Exercise goal
Substitute "dark blue" for "navy" in the data from the line with "Target: captain armband" to the end, and give those lines again with nothing else changed.
★ ★ ★ ★ ★
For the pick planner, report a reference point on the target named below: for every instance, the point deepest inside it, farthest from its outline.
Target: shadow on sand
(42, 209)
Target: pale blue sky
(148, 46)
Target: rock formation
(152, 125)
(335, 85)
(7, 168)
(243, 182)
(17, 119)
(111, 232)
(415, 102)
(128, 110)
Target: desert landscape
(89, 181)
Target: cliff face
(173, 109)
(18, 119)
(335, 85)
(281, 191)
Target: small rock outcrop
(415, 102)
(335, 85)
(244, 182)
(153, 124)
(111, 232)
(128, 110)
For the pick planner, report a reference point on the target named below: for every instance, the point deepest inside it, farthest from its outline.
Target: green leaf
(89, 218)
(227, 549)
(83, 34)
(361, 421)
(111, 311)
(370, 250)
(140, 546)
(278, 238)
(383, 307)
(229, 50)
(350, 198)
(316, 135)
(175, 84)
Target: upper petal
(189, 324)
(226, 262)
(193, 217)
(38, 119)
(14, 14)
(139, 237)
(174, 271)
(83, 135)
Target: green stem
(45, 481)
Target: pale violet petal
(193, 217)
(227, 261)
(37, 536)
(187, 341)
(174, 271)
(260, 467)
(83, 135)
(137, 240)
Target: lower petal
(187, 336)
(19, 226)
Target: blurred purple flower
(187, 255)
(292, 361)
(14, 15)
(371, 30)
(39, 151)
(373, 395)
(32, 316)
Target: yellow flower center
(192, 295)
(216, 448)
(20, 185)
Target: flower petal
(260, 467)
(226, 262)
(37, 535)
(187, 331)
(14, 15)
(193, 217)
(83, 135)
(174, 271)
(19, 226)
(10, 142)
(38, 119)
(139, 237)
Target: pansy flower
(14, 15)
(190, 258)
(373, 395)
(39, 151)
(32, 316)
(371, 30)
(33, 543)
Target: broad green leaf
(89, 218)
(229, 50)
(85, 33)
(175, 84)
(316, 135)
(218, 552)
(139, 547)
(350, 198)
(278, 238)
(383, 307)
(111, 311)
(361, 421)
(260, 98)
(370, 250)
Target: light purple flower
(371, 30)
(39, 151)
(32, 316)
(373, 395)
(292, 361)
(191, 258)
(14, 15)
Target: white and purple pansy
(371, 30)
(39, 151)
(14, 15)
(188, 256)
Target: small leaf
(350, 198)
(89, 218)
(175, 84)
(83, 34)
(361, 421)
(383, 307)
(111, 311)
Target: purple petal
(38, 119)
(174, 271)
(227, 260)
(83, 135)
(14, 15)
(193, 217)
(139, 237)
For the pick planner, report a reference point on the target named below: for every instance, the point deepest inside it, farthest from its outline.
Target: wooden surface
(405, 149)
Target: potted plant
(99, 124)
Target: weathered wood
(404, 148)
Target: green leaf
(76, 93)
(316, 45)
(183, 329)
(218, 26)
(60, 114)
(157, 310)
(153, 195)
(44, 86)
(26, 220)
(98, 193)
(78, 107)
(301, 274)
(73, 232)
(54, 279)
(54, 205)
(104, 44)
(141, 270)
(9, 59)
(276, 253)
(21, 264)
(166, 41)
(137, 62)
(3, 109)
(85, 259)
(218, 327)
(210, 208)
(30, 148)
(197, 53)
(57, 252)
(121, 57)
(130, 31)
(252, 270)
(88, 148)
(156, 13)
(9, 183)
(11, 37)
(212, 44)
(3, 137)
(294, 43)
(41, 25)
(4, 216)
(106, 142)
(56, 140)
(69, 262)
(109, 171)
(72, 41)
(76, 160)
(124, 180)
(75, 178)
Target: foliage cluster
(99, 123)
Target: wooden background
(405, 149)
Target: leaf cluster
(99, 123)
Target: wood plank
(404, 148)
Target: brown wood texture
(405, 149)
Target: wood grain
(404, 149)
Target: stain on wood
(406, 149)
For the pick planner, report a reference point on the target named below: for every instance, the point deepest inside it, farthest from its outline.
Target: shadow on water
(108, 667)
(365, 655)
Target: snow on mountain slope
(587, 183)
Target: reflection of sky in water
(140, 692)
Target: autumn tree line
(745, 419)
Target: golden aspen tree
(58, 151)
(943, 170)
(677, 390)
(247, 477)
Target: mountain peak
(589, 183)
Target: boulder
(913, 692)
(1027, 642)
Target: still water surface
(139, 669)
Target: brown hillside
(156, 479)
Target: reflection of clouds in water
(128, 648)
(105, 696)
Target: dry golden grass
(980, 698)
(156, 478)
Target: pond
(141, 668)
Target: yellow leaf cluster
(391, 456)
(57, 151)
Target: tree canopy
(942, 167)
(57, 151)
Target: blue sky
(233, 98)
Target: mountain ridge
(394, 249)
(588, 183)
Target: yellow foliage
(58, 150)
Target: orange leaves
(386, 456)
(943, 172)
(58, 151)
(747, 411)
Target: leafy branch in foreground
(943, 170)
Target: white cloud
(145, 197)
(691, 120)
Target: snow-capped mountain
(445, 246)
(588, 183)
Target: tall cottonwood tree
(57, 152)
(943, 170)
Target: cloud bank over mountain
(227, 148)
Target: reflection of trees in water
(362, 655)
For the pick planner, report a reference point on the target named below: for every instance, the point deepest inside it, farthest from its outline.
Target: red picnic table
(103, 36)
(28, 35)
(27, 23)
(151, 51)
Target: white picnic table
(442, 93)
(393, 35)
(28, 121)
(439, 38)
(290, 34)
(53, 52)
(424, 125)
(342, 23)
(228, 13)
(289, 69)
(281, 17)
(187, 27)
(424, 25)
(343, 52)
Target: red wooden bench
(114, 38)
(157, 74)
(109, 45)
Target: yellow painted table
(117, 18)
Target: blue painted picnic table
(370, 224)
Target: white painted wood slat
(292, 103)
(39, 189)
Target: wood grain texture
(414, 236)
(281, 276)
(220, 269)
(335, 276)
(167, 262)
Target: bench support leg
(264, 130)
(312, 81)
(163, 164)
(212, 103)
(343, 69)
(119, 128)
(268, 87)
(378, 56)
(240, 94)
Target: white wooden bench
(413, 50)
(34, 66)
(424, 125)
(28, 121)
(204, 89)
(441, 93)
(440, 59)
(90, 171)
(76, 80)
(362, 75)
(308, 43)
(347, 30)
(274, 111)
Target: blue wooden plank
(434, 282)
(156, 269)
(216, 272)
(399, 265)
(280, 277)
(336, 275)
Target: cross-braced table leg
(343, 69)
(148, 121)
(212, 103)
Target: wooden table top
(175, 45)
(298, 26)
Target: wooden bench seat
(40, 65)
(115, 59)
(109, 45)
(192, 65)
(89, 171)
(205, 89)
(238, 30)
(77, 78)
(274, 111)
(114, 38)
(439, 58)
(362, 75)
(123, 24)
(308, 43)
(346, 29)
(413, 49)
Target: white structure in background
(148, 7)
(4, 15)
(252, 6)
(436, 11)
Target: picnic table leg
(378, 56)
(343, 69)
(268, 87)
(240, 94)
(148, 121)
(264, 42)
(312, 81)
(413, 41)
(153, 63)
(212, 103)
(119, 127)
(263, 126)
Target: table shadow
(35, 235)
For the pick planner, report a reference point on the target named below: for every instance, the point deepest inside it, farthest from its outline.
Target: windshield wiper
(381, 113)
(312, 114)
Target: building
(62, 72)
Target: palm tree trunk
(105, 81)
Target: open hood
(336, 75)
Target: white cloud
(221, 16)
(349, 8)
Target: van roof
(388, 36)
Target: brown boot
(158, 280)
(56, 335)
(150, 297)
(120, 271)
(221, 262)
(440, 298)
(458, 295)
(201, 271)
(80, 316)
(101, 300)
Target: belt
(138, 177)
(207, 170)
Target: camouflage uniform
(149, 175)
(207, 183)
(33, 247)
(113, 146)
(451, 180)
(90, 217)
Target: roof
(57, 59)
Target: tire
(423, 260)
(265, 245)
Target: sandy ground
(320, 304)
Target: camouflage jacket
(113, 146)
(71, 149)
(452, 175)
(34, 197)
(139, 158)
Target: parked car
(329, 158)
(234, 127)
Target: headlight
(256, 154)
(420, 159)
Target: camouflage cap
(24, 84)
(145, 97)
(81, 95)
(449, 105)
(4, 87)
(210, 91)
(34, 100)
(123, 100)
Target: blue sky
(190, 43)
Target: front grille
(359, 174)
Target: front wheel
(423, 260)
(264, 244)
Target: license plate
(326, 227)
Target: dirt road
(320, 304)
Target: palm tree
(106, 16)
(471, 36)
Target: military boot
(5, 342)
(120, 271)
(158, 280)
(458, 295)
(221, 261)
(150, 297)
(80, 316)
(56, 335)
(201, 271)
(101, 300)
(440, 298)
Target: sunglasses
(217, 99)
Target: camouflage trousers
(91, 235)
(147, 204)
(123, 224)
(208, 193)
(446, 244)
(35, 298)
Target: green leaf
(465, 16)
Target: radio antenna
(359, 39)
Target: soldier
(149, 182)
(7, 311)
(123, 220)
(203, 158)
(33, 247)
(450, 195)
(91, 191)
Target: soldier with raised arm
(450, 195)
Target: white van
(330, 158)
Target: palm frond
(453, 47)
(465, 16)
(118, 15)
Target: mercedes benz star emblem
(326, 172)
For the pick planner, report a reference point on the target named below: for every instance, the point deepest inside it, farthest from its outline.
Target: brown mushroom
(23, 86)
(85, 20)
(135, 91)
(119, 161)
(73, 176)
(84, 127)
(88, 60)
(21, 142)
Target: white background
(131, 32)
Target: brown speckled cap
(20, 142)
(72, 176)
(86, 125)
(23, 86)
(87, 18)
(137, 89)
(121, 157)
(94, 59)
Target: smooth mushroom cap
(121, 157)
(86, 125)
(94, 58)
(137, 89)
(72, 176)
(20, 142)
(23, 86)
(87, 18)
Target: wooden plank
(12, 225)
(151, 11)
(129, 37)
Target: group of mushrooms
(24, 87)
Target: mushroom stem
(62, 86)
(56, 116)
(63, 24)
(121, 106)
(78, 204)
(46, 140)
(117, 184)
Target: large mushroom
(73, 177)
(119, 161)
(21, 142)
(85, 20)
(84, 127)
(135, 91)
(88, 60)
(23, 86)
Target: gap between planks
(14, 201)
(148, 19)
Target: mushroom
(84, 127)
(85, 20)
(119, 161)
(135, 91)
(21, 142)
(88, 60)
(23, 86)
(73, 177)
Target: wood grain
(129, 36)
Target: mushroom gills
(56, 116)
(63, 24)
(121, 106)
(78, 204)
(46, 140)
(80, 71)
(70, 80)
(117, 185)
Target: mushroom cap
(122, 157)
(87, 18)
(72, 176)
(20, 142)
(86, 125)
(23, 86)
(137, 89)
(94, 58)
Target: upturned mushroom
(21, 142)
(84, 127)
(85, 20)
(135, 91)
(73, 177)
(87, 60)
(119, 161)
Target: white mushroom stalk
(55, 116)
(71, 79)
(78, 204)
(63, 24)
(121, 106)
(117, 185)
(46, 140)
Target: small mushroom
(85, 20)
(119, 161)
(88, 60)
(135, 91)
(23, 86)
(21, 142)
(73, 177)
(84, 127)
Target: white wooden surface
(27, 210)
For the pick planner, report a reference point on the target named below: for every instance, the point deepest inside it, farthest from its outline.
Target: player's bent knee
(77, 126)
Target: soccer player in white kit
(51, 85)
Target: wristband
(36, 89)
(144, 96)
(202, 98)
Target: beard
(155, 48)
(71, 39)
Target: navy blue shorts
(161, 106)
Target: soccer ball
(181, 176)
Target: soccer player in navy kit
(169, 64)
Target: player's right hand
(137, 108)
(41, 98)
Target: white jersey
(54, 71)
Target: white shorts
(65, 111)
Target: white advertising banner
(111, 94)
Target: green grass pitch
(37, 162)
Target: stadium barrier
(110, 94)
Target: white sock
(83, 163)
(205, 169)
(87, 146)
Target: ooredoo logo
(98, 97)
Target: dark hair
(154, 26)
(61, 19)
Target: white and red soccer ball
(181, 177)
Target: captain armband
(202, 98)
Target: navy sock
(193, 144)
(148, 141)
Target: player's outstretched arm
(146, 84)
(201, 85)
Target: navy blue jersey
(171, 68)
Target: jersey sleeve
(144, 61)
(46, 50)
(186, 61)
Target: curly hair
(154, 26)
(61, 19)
★ ★ ★ ★ ★
Finished answer
Target: captain armband
(202, 98)
Target: dark blue sock
(193, 144)
(148, 141)
Target: player's outstretched arm
(146, 84)
(201, 85)
Target: dark blue blue jersey
(171, 68)
Target: jersey sleeve
(144, 61)
(46, 50)
(186, 61)
Target: curly hair
(154, 26)
(61, 19)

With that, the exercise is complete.